>> Begin Supplied information

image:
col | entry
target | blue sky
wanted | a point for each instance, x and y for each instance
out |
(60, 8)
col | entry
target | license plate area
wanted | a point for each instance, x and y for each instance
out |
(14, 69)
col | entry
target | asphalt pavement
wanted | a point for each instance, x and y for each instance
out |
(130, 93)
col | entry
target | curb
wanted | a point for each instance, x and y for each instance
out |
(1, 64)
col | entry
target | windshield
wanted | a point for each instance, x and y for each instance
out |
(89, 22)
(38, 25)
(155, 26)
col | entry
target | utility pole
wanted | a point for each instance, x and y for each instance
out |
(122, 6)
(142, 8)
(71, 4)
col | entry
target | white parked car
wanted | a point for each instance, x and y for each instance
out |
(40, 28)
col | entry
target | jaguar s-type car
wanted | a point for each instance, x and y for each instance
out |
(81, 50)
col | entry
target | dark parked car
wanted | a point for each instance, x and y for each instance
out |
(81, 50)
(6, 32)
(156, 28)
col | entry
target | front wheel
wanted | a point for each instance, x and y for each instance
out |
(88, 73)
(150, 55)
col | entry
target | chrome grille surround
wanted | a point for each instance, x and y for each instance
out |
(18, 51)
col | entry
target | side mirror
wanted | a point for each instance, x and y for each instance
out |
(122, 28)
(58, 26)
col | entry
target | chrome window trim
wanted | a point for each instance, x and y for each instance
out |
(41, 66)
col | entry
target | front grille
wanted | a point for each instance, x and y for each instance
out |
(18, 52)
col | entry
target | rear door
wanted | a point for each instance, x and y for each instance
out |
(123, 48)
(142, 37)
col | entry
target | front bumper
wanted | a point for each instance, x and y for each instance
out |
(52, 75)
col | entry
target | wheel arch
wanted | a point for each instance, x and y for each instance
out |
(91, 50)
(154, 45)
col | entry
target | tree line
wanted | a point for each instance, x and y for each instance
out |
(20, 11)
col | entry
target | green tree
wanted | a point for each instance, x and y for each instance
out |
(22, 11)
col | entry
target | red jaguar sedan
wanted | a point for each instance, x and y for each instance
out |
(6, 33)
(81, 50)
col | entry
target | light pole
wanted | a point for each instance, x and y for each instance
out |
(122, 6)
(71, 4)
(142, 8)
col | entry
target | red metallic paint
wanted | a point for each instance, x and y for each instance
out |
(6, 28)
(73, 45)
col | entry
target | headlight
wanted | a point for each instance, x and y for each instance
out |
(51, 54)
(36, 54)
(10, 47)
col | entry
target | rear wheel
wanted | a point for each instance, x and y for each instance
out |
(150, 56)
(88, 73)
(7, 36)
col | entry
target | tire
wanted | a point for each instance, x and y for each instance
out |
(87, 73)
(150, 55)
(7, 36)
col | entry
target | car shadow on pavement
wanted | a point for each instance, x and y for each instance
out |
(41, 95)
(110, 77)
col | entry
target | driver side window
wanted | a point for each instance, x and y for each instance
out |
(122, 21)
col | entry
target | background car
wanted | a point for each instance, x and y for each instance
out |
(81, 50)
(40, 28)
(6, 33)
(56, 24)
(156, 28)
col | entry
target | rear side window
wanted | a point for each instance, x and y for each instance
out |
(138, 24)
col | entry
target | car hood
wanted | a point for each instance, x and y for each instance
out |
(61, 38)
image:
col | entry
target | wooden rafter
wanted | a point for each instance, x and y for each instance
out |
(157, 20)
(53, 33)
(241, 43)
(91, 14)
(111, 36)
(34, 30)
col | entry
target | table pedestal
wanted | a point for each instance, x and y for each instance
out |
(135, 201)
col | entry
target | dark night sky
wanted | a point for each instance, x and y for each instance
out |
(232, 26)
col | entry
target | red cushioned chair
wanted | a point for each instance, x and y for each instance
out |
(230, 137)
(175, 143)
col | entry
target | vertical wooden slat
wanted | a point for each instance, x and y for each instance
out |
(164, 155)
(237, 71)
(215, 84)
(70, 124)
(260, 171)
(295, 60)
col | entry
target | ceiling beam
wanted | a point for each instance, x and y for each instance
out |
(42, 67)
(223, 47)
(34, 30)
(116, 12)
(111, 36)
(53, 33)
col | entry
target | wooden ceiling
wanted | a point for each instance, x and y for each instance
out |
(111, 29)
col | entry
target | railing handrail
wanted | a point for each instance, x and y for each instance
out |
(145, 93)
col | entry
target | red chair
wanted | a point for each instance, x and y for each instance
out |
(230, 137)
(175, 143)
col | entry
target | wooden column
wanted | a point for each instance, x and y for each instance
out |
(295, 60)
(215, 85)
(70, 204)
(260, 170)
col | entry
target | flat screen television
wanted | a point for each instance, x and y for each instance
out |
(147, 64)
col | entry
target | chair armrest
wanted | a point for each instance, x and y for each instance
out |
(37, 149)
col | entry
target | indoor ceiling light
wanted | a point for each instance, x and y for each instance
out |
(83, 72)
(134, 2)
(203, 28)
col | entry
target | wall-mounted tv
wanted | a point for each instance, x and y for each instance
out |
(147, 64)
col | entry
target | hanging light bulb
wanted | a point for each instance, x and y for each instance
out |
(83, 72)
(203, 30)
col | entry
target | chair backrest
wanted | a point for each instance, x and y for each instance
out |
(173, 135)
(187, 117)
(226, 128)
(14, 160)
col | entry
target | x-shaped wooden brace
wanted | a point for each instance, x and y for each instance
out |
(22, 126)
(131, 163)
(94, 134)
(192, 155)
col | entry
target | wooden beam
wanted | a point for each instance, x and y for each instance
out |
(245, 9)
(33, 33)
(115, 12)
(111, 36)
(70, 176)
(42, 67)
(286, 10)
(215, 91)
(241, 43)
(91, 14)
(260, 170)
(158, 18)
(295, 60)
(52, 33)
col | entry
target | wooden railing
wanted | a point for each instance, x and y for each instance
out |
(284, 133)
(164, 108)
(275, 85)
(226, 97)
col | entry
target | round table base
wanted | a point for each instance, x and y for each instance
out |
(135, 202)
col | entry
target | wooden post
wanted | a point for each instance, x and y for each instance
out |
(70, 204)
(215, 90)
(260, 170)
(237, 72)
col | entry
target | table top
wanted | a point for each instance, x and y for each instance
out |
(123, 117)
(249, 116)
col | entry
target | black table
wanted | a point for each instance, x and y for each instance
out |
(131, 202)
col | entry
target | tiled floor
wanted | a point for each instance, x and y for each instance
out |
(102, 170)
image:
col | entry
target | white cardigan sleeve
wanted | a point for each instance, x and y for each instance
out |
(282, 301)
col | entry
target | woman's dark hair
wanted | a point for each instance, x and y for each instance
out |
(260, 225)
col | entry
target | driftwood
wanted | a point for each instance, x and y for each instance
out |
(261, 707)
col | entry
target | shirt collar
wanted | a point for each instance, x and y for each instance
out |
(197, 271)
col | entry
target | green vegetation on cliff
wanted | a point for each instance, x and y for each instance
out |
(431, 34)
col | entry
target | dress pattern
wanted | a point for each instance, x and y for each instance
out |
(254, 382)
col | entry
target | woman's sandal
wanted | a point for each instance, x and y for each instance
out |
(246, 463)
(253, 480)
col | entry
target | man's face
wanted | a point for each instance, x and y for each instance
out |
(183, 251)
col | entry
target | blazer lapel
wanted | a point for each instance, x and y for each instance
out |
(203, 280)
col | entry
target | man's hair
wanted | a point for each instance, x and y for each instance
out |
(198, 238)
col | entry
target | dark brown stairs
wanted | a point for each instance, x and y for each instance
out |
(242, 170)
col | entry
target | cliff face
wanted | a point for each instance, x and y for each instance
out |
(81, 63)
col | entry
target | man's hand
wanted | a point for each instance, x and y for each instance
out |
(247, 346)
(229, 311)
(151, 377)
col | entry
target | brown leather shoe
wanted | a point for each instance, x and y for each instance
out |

>> End Supplied information

Your objective ▸ Please restate the records in full, word for word.

Task output ▸
image:
col | entry
target | blue sky
wanted | a point for each instance, x and y for each instance
out |
(60, 8)
col | entry
target | license plate area
wanted | a point for each instance, x and y for each instance
out |
(14, 69)
col | entry
target | asphalt pavement
wanted | a point for each instance, x and y for each instance
out |
(130, 93)
col | entry
target | curb
wanted | a point for each instance, x and y for each instance
out |
(1, 64)
col | entry
target | windshield
wanted | a point for each instance, x and y for each instance
out |
(89, 22)
(38, 25)
(155, 26)
col | entry
target | utility pole
wanted | a point for each instance, x and y for each instance
out |
(122, 6)
(142, 8)
(71, 4)
col | entry
target | white parked car
wanted | a point for each instance, x and y for each instance
out |
(40, 28)
col | entry
target | jaguar s-type car
wanted | a point for each instance, x and y for each instance
out |
(81, 50)
col | entry
target | dark parked car
wanted | a point for each instance, x and y for each instance
out |
(81, 50)
(6, 32)
(156, 28)
col | entry
target | front wheel
wanted | a point for each instance, x and y for each instance
out |
(88, 73)
(150, 55)
col | entry
target | chrome grille surround
wanted | a point for each instance, x and y for each instance
out |
(18, 51)
col | entry
target | side mirror
wanted | a point for each instance, x and y for each instance
out |
(122, 28)
(58, 26)
col | entry
target | chrome window trim
wanted | a point for each instance, x and y for each instance
out |
(41, 66)
col | entry
target | front grille
wanted | a point for each instance, x and y for each instance
out |
(18, 52)
col | entry
target | rear door
wanted | a point for each instance, x and y for each instance
out |
(123, 48)
(142, 37)
col | entry
target | front bumper
wanted | a point for each instance, x and y for each instance
out |
(52, 75)
col | entry
target | wheel arch
wanted | a point for each instance, x and y for each instance
out |
(91, 50)
(154, 45)
col | entry
target | tree line
wanted | a point for each instance, x and y for each instance
out |
(20, 11)
col | entry
target | green tree
wanted | a point for each instance, x and y for each instance
out |
(22, 11)
col | entry
target | red jaguar sedan
wanted | a point for each instance, x and y for each instance
out |
(6, 33)
(81, 50)
col | entry
target | light pole
wanted | a point for each instance, x and y for each instance
out |
(122, 6)
(71, 4)
(142, 8)
col | entry
target | red metallic paint
wanted | a point for each instance, x and y for each instance
out |
(6, 28)
(73, 45)
col | entry
target | headlight
wanted | a point for each instance, x and y for each instance
out |
(51, 54)
(36, 54)
(10, 47)
col | entry
target | rear wheel
wanted | a point for each instance, x and y for each instance
out |
(150, 56)
(88, 73)
(7, 36)
col | entry
target | tire
wanted | a point for each instance, x and y for each instance
out |
(87, 73)
(150, 55)
(7, 36)
col | entry
target | car shadow on pavement
wanted | a point for each instance, x and y for each instance
out |
(41, 95)
(110, 77)
col | entry
target | driver side window
wanted | a point for each instance, x and y for each instance
out |
(122, 21)
col | entry
target | background car
wanted | a point for each instance, x and y for each instance
out |
(81, 50)
(40, 28)
(6, 33)
(56, 24)
(156, 28)
col | entry
target | rear side window
wanted | a point for each instance, x and y for each instance
out |
(138, 24)
col | entry
target | car hood
wanted | a point for each instance, x and y for each instance
out |
(61, 38)
image:
col | entry
target | wooden rafter
wanted | a point for each instance, x and y for each instance
out |
(157, 20)
(53, 33)
(241, 43)
(91, 14)
(111, 36)
(34, 30)
col | entry
target | table pedestal
wanted | a point for each instance, x and y for each instance
out |
(135, 201)
col | entry
target | dark night sky
wanted | a point for each instance, x and y for each instance
out |
(232, 26)
col | entry
target | red cushioned chair
wanted | a point for each instance, x and y for each instance
out |
(230, 137)
(175, 143)
col | entry
target | vertical wooden slat
wanted | a point for each instance, x and y for each instance
out |
(164, 155)
(237, 71)
(215, 84)
(70, 124)
(260, 171)
(295, 60)
col | entry
target | ceiling beam
wanted | a point for each instance, x and y for each instance
out |
(42, 67)
(223, 47)
(34, 30)
(116, 12)
(111, 36)
(53, 33)
col | entry
target | wooden ceiling
wanted | a point for each instance, x and y for each instance
out |
(111, 29)
col | entry
target | railing handrail
wanted | a point for each instance, x and y for each instance
out |
(145, 93)
col | entry
target | red chair
wanted | a point for each instance, x and y for each instance
out |
(230, 137)
(175, 143)
col | entry
target | wooden column
wanted | a point for each instance, x and y for each instance
out |
(295, 60)
(215, 85)
(70, 204)
(260, 170)
col | entry
target | flat screen television
wanted | a point for each instance, x and y for each instance
out |
(147, 64)
col | entry
target | chair armrest
wanted | a point for each instance, x and y for each instance
out |
(37, 149)
col | entry
target | indoor ceiling light
wanted | a point for each instance, x and y for each instance
out |
(83, 72)
(134, 2)
(203, 28)
col | entry
target | wall-mounted tv
wanted | a point for each instance, x and y for each instance
out |
(147, 64)
col | entry
target | hanging light bulb
wanted | a point for each instance, x and y for each instance
out |
(83, 72)
(203, 30)
col | entry
target | chair backrest
wanted | a point for each instance, x and y for each instance
out |
(173, 135)
(187, 117)
(226, 128)
(14, 160)
col | entry
target | x-shaped wooden brace
wanted | a point for each instance, x and y for each instance
out |
(22, 126)
(131, 163)
(94, 134)
(192, 155)
col | entry
target | wooden beam
wanted | a point for each instance, x and y for each instance
out |
(245, 9)
(33, 33)
(115, 12)
(111, 36)
(70, 176)
(42, 67)
(286, 10)
(215, 91)
(241, 43)
(91, 14)
(260, 170)
(158, 18)
(295, 60)
(52, 33)
col | entry
target | wooden railing
wanted | a point for each instance, x and y for each instance
out |
(284, 133)
(164, 108)
(275, 85)
(226, 97)
col | entry
target | round table base
wanted | a point for each instance, x and y for each instance
out |
(135, 202)
col | entry
target | wooden post
wanted | a point for each instance, x and y for each instance
out |
(70, 204)
(215, 90)
(260, 170)
(237, 72)
col | entry
target | table top
wanted | a point for each instance, x and y for each instance
out |
(123, 117)
(249, 116)
col | entry
target | black table
wanted | a point for each instance, x and y for each instance
out |
(131, 202)
col | entry
target | tiled floor
wanted | a point for each instance, x and y for each instance
out |
(102, 170)
image:
col | entry
target | white cardigan sleeve
wanted | a point for each instance, x and y for each instance
out |
(282, 301)
col | entry
target | woman's dark hair
wanted | a point for each instance, x and y for each instance
out |
(260, 225)
col | entry
target | driftwood
wanted | a point for each instance, x and y for each instance
out |
(261, 707)
col | entry
target | shirt collar
wanted | a point for each instance, x and y for each instance
out |
(197, 271)
col | entry
target | green vegetation on cliff
wanted | a point for each instance, x and y for each instance
out |
(431, 34)
col | entry
target | dress pattern
wanted | a point for each instance, x and y for each instance
out |
(254, 382)
col | entry
target | woman's sandal
wanted | a point for each instance, x and y for each instance
out |
(246, 463)
(253, 480)
col | entry
target | man's face
wanted | a point for each instance, x and y for each instance
out |
(183, 251)
col | entry
target | blazer lapel
wanted | a point for each instance, x and y for each instance
out |
(203, 280)
col | entry
target | man's hair
wanted | a point for each instance, x and y for each instance
out |
(198, 238)
col | entry
target | dark brown stairs
wanted | a point for each instance, x and y for each instance
out |
(242, 170)
col | entry
target | cliff face
wanted | a point for each instance, x and y for each instance
out |
(81, 63)
col | entry
target | man's hand
wanted | a point for each instance, x and y for each instance
out |
(247, 346)
(229, 311)
(151, 377)
col | entry
target | brown leather shoe
wanted | a point for each instance, x and y for each instance
out |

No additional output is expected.